Work request 1.
Judge whether each statement below agrees with the Bombshell review. For each, answer yes or no and quote the deciding words of the review exactly. (a) All three women at the center of the film are real people. (b) The review compares the film to The Big Short. (c) The film dramatizes the fall of Harvey Weinstein.
Work request 2.
Reproduce, word for word, the part of the Bombshell review that opens with the words containing "Bombshell is absolute" and closes with "rarely the smartest.".

*** Text section ***

Bombshell Nicole Kidman

Bombshell Review: Absolute Dynamite

Bombshell is absolute dynamite.  Featuring an all-star cast and a script that bites with caustic wit, the film does for the #MeToo movement what The Big Short did for the financial crisis. The film recalls how before the actresses and assistants of Hollywood toppled Harvey Weinstein, the blonde bombshells of FOX News brought down a media magnate. Bombshell offers a pre-#MeToo story for the post-#MeToo age with its riveting dramatization of the fall of Roger Ailes. The razor-sharp and impeccably acted dramedy goes behind the scenes as three women (two real, one fictional) prove that the loudest voice in the room is rarely the smartest.

*** End of Text section ***
*** Extracted data ***

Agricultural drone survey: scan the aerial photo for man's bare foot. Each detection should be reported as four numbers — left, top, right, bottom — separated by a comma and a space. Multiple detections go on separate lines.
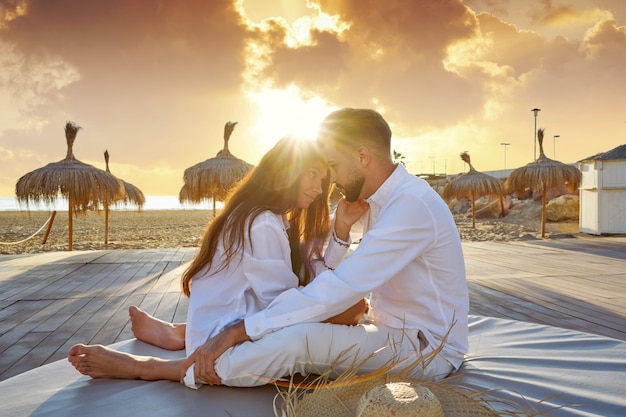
67, 344, 182, 381
67, 344, 140, 379
128, 306, 186, 350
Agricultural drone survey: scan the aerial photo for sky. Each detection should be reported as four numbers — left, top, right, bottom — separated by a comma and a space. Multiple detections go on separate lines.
0, 0, 626, 196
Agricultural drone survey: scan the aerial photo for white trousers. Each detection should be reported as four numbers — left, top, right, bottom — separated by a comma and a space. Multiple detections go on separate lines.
215, 323, 453, 387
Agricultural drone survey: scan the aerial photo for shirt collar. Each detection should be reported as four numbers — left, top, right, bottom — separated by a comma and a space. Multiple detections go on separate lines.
365, 164, 408, 208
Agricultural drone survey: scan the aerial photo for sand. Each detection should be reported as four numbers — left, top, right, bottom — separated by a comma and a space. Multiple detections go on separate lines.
0, 203, 579, 254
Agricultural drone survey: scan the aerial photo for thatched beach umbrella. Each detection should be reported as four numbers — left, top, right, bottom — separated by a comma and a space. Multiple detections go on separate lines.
442, 152, 505, 228
505, 129, 582, 237
104, 150, 146, 245
15, 122, 122, 251
178, 122, 252, 216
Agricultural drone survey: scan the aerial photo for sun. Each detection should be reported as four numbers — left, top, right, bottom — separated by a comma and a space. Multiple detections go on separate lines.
249, 86, 335, 149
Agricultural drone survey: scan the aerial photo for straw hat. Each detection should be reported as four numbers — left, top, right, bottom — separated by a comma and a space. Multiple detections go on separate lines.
292, 374, 500, 417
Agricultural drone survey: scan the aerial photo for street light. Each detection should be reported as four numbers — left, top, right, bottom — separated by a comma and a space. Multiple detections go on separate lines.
552, 135, 561, 161
531, 108, 541, 161
500, 142, 510, 169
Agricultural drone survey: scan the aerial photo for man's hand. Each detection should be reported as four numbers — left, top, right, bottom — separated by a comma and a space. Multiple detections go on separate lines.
335, 198, 370, 241
324, 298, 370, 326
180, 321, 250, 385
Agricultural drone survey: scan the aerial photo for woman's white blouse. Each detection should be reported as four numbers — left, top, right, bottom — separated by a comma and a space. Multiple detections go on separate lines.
185, 211, 346, 355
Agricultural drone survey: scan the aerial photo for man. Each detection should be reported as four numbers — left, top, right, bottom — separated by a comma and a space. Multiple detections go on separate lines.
181, 108, 469, 386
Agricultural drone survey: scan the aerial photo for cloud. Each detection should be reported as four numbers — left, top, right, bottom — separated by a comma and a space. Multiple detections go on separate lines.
0, 0, 626, 194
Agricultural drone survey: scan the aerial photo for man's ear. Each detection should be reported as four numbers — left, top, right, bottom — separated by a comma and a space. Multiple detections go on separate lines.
357, 146, 372, 167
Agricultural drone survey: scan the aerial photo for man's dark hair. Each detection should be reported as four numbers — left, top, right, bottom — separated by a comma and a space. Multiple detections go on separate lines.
317, 108, 391, 153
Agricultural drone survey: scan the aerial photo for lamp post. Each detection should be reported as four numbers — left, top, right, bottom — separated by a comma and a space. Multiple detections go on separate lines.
500, 142, 510, 169
531, 108, 541, 161
552, 135, 561, 160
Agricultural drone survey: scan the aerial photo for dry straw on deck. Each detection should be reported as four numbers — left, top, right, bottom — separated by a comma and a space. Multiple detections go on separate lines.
442, 152, 505, 228
178, 122, 252, 216
104, 150, 146, 245
15, 122, 124, 250
505, 129, 582, 237
274, 338, 551, 417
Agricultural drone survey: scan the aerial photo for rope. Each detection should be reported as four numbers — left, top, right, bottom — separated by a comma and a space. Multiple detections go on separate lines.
0, 213, 52, 245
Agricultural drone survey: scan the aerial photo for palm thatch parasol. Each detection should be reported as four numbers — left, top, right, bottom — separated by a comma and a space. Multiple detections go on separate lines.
442, 152, 505, 229
104, 150, 146, 245
178, 122, 252, 216
15, 122, 123, 251
505, 129, 582, 237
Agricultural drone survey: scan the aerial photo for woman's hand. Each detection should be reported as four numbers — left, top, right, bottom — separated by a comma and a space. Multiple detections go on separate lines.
180, 321, 250, 385
335, 198, 370, 241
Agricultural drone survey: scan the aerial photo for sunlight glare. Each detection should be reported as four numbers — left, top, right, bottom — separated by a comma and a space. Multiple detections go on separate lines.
248, 86, 335, 148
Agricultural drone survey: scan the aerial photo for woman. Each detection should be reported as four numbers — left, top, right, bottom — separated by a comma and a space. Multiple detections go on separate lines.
68, 137, 367, 387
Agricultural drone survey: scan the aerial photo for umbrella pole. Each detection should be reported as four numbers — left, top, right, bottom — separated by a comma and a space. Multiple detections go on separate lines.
541, 184, 547, 238
41, 210, 57, 245
472, 193, 476, 229
104, 203, 109, 245
67, 194, 74, 251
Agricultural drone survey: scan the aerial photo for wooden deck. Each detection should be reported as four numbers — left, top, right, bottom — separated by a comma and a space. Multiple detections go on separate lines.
0, 236, 626, 380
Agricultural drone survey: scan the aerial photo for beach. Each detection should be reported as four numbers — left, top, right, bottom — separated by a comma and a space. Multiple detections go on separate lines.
0, 203, 579, 255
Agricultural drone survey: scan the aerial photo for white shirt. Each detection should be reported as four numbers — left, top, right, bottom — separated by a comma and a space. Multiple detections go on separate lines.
185, 211, 347, 355
244, 165, 469, 367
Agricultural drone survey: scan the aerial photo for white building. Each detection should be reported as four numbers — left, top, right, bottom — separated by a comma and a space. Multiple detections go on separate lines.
578, 145, 626, 235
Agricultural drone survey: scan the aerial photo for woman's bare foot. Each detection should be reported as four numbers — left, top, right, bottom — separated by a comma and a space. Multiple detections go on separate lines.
67, 344, 180, 381
128, 306, 186, 350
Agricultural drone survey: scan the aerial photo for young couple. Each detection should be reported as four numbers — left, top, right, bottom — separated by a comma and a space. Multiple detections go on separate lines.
69, 108, 469, 387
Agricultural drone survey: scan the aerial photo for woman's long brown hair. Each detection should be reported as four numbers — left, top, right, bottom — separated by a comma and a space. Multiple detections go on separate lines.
181, 137, 330, 296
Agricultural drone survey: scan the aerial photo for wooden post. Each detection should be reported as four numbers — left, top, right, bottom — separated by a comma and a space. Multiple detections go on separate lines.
41, 210, 57, 245
472, 193, 476, 229
541, 184, 548, 238
104, 202, 109, 245
67, 194, 74, 251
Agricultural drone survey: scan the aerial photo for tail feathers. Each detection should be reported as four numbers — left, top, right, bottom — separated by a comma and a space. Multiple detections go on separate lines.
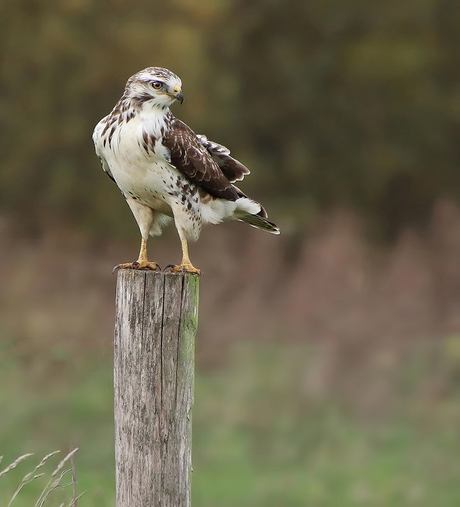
238, 213, 280, 234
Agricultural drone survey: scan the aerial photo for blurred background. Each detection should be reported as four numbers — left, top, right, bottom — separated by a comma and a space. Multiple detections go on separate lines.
0, 0, 460, 507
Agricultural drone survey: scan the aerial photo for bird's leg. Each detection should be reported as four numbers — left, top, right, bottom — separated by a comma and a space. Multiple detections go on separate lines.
167, 239, 201, 275
113, 238, 158, 271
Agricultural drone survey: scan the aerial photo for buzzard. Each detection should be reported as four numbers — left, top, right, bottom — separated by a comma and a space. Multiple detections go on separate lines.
93, 67, 279, 274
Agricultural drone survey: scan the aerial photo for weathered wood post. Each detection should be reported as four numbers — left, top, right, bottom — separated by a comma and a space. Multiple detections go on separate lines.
114, 269, 199, 507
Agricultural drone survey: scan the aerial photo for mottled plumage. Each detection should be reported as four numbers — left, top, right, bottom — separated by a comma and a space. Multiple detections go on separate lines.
93, 67, 279, 273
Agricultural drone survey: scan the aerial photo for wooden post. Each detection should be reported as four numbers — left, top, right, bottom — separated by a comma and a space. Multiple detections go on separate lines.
114, 269, 199, 507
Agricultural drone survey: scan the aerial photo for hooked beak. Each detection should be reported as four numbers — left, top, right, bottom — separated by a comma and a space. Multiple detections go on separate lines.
174, 90, 184, 104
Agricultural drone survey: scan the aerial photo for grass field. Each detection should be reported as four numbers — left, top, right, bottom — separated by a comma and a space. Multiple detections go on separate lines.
0, 344, 460, 507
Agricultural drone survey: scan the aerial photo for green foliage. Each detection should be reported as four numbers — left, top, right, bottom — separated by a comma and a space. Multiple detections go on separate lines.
0, 337, 460, 507
0, 0, 460, 238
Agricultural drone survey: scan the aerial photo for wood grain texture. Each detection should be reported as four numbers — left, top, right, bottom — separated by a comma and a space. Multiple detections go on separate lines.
114, 270, 199, 507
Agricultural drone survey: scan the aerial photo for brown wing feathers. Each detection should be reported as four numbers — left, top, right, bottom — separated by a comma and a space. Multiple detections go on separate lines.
163, 119, 249, 201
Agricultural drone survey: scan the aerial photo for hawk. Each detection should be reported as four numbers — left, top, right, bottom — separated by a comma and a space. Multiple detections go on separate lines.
93, 67, 279, 274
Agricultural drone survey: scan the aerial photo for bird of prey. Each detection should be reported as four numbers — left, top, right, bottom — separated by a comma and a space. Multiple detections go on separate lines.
93, 67, 279, 275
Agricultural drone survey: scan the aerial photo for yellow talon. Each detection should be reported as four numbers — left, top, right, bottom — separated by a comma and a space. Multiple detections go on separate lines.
112, 238, 159, 273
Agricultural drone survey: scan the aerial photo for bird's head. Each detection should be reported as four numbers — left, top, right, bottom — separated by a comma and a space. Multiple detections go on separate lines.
125, 67, 184, 108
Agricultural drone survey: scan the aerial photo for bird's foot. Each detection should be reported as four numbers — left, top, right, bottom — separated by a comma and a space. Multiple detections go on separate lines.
112, 260, 160, 273
165, 262, 201, 276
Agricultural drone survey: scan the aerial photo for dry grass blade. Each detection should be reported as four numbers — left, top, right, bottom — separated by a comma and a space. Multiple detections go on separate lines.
35, 447, 78, 507
35, 468, 72, 507
0, 452, 34, 478
7, 451, 61, 507
51, 447, 78, 477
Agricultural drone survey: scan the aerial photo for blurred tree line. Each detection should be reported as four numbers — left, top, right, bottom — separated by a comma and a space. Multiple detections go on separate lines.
0, 0, 460, 241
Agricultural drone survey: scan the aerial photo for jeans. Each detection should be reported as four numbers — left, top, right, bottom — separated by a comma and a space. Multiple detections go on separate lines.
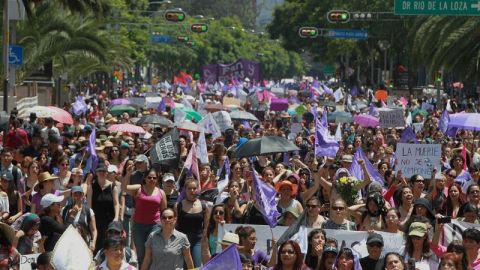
132, 222, 160, 265
187, 235, 202, 268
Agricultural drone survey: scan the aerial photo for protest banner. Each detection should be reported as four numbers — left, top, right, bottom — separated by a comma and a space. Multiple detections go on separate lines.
212, 111, 233, 132
378, 108, 405, 128
224, 224, 405, 257
395, 143, 442, 178
20, 253, 40, 270
443, 219, 480, 246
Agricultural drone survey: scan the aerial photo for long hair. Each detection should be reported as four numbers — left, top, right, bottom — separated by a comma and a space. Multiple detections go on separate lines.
273, 240, 304, 270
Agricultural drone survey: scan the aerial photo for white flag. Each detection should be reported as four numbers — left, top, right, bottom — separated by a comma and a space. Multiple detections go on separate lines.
52, 225, 93, 270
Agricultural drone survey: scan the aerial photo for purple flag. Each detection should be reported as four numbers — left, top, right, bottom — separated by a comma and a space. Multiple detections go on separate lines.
157, 97, 167, 113
202, 244, 243, 270
72, 96, 87, 115
252, 167, 280, 228
88, 129, 98, 173
321, 83, 333, 96
400, 126, 418, 143
350, 85, 358, 97
348, 147, 384, 186
315, 120, 340, 157
438, 110, 450, 134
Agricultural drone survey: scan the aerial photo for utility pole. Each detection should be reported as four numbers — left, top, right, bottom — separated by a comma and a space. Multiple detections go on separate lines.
3, 0, 10, 113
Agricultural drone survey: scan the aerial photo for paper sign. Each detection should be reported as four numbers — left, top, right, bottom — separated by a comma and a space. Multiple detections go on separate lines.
212, 111, 233, 132
378, 108, 405, 128
223, 97, 240, 107
20, 253, 40, 270
395, 143, 442, 178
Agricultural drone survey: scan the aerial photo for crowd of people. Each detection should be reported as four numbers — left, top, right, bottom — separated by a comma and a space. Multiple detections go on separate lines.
0, 80, 480, 270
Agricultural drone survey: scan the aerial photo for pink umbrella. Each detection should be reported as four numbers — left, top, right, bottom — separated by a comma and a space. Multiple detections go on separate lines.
110, 98, 130, 105
353, 114, 380, 127
48, 106, 73, 125
108, 124, 145, 134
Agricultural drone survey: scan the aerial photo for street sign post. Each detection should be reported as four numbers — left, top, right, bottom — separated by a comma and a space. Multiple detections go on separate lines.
325, 29, 368, 40
8, 45, 23, 65
394, 0, 480, 16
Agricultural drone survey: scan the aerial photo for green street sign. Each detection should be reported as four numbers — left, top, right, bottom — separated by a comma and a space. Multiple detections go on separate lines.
394, 0, 480, 16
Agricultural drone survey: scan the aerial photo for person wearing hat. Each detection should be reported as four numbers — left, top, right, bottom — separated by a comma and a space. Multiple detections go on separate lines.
162, 173, 179, 208
12, 213, 41, 255
93, 221, 138, 267
275, 180, 303, 214
30, 172, 70, 214
405, 222, 438, 270
40, 193, 76, 251
62, 186, 98, 251
0, 223, 20, 269
360, 233, 383, 269
141, 208, 193, 270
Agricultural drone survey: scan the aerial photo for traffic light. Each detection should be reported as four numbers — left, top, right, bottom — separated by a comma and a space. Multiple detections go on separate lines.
190, 23, 208, 33
298, 27, 318, 38
350, 12, 375, 21
327, 10, 350, 23
165, 10, 185, 22
177, 36, 189, 42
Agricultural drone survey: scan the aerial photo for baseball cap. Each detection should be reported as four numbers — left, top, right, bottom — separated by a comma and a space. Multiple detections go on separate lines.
408, 222, 427, 237
367, 233, 383, 246
40, 193, 63, 208
107, 164, 118, 173
162, 173, 175, 182
107, 221, 123, 232
135, 154, 148, 163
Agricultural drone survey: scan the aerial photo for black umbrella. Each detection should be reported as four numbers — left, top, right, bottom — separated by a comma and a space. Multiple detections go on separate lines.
137, 114, 173, 127
236, 136, 300, 158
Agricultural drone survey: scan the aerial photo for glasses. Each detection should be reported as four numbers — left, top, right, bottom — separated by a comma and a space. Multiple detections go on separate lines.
280, 249, 295, 255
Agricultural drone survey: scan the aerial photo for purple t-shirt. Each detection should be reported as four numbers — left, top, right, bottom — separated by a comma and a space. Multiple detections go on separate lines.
252, 250, 270, 266
32, 190, 61, 214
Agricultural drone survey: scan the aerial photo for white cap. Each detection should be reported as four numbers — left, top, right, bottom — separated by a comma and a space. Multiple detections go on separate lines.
107, 164, 118, 173
40, 193, 63, 208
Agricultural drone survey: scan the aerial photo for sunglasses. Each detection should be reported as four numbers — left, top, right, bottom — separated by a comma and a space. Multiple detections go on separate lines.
280, 249, 295, 255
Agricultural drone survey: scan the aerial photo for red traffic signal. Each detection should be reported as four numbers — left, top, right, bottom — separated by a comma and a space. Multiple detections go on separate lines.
165, 10, 185, 22
327, 10, 350, 23
177, 36, 189, 42
298, 27, 318, 38
190, 23, 208, 33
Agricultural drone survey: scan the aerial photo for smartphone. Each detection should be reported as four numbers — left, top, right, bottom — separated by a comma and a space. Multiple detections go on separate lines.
437, 217, 452, 224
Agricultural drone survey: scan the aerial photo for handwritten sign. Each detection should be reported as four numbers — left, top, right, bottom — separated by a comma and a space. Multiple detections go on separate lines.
224, 224, 405, 257
378, 108, 405, 128
20, 253, 40, 270
395, 143, 442, 178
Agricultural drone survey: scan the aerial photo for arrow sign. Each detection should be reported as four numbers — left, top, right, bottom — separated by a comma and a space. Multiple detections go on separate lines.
395, 0, 480, 16
8, 45, 23, 65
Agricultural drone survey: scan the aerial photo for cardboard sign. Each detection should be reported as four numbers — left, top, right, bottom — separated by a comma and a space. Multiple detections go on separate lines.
395, 143, 442, 178
223, 97, 240, 108
378, 108, 405, 128
20, 253, 40, 270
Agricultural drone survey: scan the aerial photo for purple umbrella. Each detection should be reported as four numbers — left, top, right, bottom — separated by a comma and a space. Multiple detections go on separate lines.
110, 98, 130, 105
448, 113, 480, 130
353, 114, 380, 127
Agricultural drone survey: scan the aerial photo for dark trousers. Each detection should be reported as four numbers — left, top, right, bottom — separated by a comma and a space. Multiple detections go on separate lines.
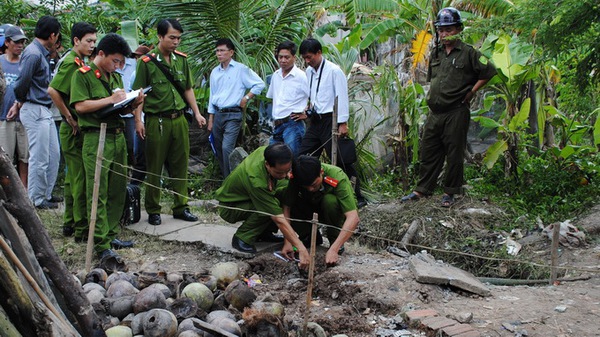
415, 106, 471, 195
298, 115, 362, 198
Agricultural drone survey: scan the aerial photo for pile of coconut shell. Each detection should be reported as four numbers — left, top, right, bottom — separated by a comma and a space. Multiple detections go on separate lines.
83, 262, 287, 337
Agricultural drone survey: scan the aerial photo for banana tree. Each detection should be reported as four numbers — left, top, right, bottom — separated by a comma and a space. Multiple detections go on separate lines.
474, 34, 538, 177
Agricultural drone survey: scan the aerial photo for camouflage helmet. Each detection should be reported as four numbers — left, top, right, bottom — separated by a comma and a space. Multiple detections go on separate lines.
434, 7, 462, 27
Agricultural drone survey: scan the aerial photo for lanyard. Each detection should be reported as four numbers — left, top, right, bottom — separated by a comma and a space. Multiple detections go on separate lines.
308, 59, 325, 104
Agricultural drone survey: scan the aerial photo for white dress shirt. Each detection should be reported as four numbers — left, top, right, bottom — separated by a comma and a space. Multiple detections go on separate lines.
306, 58, 350, 123
208, 60, 265, 114
267, 65, 308, 119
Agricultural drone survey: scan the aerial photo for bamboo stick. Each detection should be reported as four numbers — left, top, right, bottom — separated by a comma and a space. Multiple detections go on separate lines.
85, 123, 106, 273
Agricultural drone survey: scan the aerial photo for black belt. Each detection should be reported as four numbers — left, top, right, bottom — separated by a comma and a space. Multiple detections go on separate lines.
27, 101, 52, 109
217, 106, 242, 112
310, 112, 333, 121
81, 126, 124, 135
146, 110, 185, 119
273, 116, 290, 127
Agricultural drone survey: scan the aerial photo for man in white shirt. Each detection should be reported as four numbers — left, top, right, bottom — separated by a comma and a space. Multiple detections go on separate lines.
299, 39, 365, 208
267, 41, 308, 157
208, 38, 265, 178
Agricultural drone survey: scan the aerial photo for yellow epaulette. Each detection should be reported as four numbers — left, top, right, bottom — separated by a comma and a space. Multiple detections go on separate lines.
323, 177, 339, 187
79, 66, 92, 74
173, 50, 187, 57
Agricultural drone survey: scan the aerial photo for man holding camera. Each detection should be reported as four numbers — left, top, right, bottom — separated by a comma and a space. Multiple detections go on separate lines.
299, 39, 366, 207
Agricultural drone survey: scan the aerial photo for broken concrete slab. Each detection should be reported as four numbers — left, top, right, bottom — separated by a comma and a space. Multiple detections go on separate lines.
125, 214, 282, 258
408, 252, 490, 296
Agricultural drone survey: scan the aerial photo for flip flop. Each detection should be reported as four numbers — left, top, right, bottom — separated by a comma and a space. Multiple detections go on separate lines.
441, 194, 454, 207
400, 192, 425, 202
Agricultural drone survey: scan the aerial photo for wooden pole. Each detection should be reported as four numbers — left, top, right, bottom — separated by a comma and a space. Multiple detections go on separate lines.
0, 236, 71, 328
302, 213, 319, 336
0, 148, 101, 336
550, 222, 560, 285
85, 123, 106, 273
331, 96, 338, 166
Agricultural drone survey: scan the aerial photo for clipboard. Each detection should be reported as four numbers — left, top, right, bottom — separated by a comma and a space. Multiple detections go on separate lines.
96, 86, 152, 118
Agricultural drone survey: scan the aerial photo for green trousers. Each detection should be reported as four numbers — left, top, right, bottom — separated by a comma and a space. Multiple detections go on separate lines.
415, 107, 471, 195
291, 194, 346, 243
145, 114, 190, 215
219, 201, 277, 245
59, 122, 88, 238
82, 132, 127, 253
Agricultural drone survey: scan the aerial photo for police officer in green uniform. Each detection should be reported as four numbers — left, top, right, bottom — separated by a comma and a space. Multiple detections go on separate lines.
216, 143, 309, 268
401, 7, 496, 207
132, 19, 206, 226
48, 22, 96, 240
282, 155, 360, 265
70, 33, 144, 261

*** End of Extracted data ***

Answer box 1.
(a) No: "three women (two real, one fictional)"
(b) Yes: "the film does for the #MeToo movement what The Big Short did for the financial crisis"
(c) No: "its riveting dramatization of the fall of Roger Ailes"

Answer box 2.
Bombshell is absolute dynamite.  Featuring an all-star cast and a script that bites with caustic wit, the film does for the #MeToo movement what The Big Short did for the financial crisis. The film recalls how before the actresses and assistants of Hollywood toppled Harvey Weinstein, the blonde bombshells of FOX News brought down a media magnate. Bombshell offers a pre-#MeToo story for the post-#MeToo age with its riveting dramatization of the fall of Roger Ailes. The razor-sharp and impeccably acted dramedy goes behind the scenes as three women (two real, one fictional) prove that the loudest voice in the room is rarely the smartest.